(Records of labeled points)
• • • •
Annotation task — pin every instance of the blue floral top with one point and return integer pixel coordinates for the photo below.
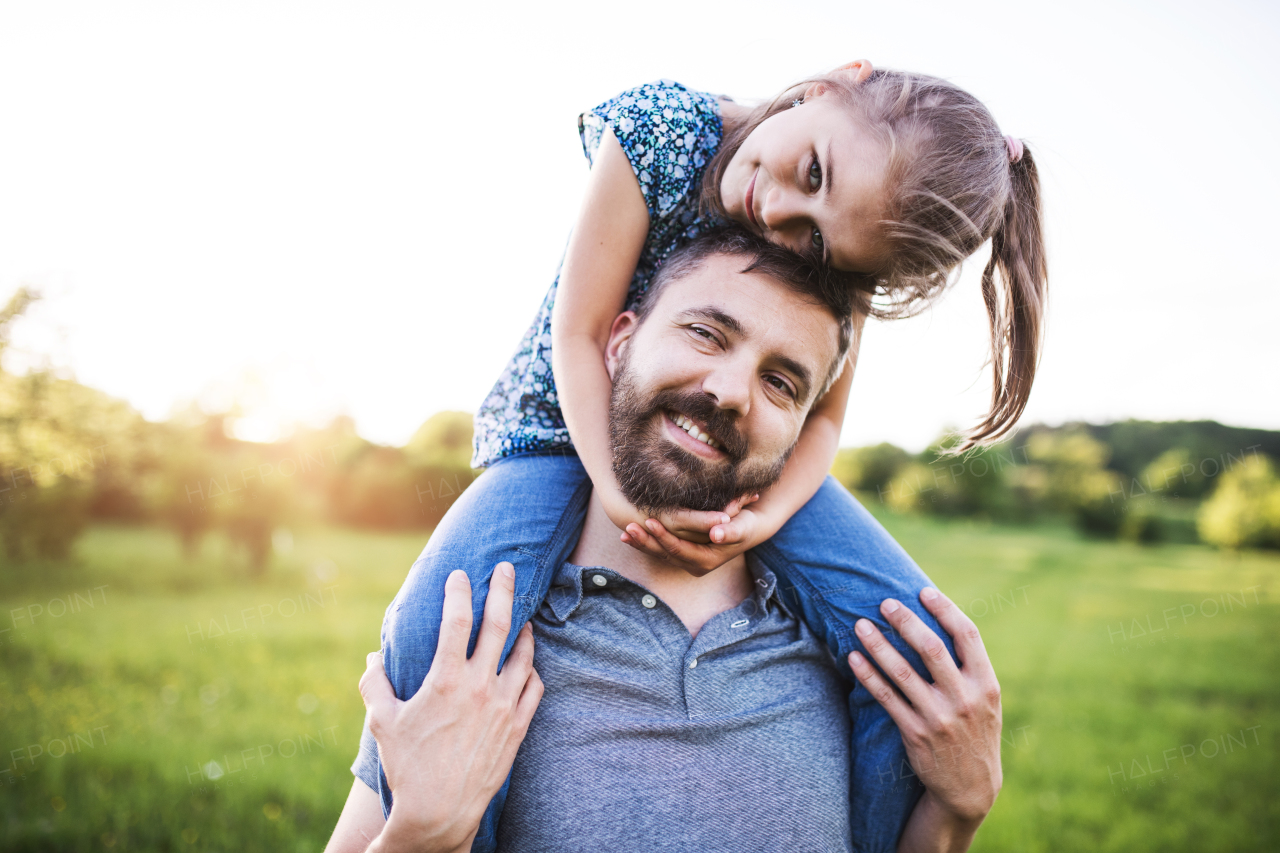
(670, 135)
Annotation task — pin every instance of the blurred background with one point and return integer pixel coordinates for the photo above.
(259, 261)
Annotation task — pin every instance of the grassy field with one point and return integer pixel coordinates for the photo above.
(150, 702)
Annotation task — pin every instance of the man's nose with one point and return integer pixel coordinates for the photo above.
(730, 384)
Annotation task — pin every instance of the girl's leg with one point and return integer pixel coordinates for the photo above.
(835, 565)
(526, 510)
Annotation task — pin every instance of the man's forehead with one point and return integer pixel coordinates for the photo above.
(758, 308)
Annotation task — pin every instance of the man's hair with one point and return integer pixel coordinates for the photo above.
(819, 286)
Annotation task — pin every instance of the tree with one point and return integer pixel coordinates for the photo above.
(1244, 509)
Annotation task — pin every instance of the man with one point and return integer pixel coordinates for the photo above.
(680, 711)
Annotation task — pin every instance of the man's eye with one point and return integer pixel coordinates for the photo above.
(780, 384)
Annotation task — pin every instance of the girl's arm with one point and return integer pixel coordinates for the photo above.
(598, 267)
(810, 461)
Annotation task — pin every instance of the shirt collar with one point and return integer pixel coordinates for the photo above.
(570, 582)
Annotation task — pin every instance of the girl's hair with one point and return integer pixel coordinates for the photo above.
(951, 187)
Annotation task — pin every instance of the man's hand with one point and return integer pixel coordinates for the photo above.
(448, 749)
(699, 542)
(950, 728)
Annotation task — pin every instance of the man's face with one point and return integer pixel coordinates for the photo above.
(711, 391)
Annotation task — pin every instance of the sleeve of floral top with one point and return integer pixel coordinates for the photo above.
(667, 132)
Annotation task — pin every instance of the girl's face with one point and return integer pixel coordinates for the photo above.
(812, 178)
• • • •
TASK INSTRUCTIONS: Only the lines from the one holding "Annotation task — pin every instance of the man's hand" through the end of the listing should be given again, exactly and with both ends included.

EXERCISE RESPONSE:
Annotation task — pin every instance of the man's hand with one point and return integer pixel coordinates for the photo above.
(448, 749)
(699, 542)
(950, 728)
Annotation task — pin every instance of the man's face with one point and return integer pixel coordinates for the photo above.
(711, 391)
Annotation task — pin every instance of the sleeve of floral top with one point and return integer pixel coordinates for the photo above.
(667, 132)
Annotation task — pin every instance of the girl's face with one point and return integer pixel coordinates for the photo above.
(812, 178)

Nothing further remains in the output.